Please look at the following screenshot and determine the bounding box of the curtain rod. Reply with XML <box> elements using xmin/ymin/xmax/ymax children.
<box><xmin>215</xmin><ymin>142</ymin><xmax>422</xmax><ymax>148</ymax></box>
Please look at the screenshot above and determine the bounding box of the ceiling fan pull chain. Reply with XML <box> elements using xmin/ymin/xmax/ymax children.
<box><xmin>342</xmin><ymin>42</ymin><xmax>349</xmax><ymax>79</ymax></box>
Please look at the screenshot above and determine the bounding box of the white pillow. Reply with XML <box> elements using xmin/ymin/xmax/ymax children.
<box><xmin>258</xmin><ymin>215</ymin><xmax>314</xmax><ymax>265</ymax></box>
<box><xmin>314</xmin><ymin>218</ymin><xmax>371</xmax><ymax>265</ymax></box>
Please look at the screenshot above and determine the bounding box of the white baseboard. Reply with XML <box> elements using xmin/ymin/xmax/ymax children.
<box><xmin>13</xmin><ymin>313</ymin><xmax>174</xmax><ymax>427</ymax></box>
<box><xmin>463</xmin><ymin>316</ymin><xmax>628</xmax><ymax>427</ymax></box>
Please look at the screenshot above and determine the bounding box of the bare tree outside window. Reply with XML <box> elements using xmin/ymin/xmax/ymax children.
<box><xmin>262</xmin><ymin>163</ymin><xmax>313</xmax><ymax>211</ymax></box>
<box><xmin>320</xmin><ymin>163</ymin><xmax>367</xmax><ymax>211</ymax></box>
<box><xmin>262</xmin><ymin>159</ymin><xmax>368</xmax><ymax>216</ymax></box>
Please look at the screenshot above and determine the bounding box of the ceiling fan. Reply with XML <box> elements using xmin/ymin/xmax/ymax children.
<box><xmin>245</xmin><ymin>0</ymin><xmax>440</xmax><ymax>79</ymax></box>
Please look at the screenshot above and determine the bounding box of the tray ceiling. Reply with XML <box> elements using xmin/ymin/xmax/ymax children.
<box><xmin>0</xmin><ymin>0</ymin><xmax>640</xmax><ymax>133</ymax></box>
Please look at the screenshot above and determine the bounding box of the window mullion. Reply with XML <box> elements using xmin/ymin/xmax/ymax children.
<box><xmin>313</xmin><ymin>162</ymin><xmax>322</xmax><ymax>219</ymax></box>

§ Given exercise
Convert every row above into a JSON array of strings, with one string per line and blank lines omitted.

§ Written response
[
  "Please look at the following screenshot and determine the bounding box of the curtain rod. Reply with XML <box> elements using xmin/ymin/xmax/ymax children.",
  "<box><xmin>215</xmin><ymin>142</ymin><xmax>422</xmax><ymax>148</ymax></box>",
  "Please look at the screenshot above and determine the bounding box of the ceiling fan pull chain. Reply with XML <box> elements using xmin/ymin/xmax/ymax children.",
  "<box><xmin>342</xmin><ymin>42</ymin><xmax>349</xmax><ymax>79</ymax></box>",
  "Please look at the screenshot above and determine the bounding box of the white pillow. Reply with XML <box> elements using xmin/ymin/xmax/ymax children.",
  "<box><xmin>258</xmin><ymin>215</ymin><xmax>314</xmax><ymax>265</ymax></box>",
  "<box><xmin>314</xmin><ymin>218</ymin><xmax>371</xmax><ymax>265</ymax></box>",
  "Please look at the screenshot above and determine the bounding box of the white baseboard. Reply with XML <box> elements using xmin/ymin/xmax/ymax children.",
  "<box><xmin>13</xmin><ymin>313</ymin><xmax>174</xmax><ymax>427</ymax></box>",
  "<box><xmin>463</xmin><ymin>316</ymin><xmax>628</xmax><ymax>427</ymax></box>",
  "Please look at the screenshot above and determine the bounding box of the bare tree outside window. Reply with XML <box> elements using xmin/ymin/xmax/ymax children.",
  "<box><xmin>262</xmin><ymin>163</ymin><xmax>313</xmax><ymax>211</ymax></box>",
  "<box><xmin>320</xmin><ymin>163</ymin><xmax>367</xmax><ymax>211</ymax></box>",
  "<box><xmin>262</xmin><ymin>159</ymin><xmax>368</xmax><ymax>216</ymax></box>",
  "Please look at the screenshot above and determine the bounding box of the ceiling fan. Reply with XML <box> elements using xmin/ymin/xmax/ymax children.",
  "<box><xmin>245</xmin><ymin>0</ymin><xmax>440</xmax><ymax>79</ymax></box>",
  "Please look at the screenshot above and determine the bounding box of the tray ceiling. Reply with XML <box> elements using xmin/ymin/xmax/ymax children.",
  "<box><xmin>0</xmin><ymin>0</ymin><xmax>640</xmax><ymax>133</ymax></box>",
  "Please look at the screenshot above and determine the bounding box of the window mullion. Reply with XML <box> elements using xmin/ymin/xmax/ymax children.",
  "<box><xmin>313</xmin><ymin>162</ymin><xmax>322</xmax><ymax>219</ymax></box>"
]